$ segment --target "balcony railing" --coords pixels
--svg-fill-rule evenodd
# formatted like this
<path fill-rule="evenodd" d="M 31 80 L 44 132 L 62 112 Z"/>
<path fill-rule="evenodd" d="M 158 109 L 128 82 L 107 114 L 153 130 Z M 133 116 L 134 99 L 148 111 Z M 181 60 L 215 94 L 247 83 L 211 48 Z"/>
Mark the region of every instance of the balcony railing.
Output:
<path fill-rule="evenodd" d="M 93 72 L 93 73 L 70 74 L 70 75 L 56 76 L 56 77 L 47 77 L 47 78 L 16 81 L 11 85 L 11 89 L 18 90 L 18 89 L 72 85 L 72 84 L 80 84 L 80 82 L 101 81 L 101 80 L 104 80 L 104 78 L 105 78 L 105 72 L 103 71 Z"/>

→ Required task:
Reproduce every line of the entries above word for word, keeping each line break and each character unchanged.

→ Full output:
$ segment --target "balcony railing" --coords pixels
--svg-fill-rule evenodd
# formatted like this
<path fill-rule="evenodd" d="M 31 80 L 44 132 L 62 112 Z"/>
<path fill-rule="evenodd" d="M 158 109 L 128 82 L 107 114 L 153 130 Z M 133 116 L 134 99 L 148 111 Z M 181 60 L 215 94 L 247 83 L 211 48 Z"/>
Mark the region of every instance of the balcony railing.
Output:
<path fill-rule="evenodd" d="M 93 72 L 93 73 L 70 74 L 70 75 L 56 76 L 56 77 L 47 77 L 47 78 L 16 81 L 11 85 L 11 89 L 18 90 L 18 89 L 72 85 L 72 84 L 80 84 L 80 82 L 101 81 L 101 80 L 104 80 L 104 78 L 105 78 L 105 72 L 103 71 Z"/>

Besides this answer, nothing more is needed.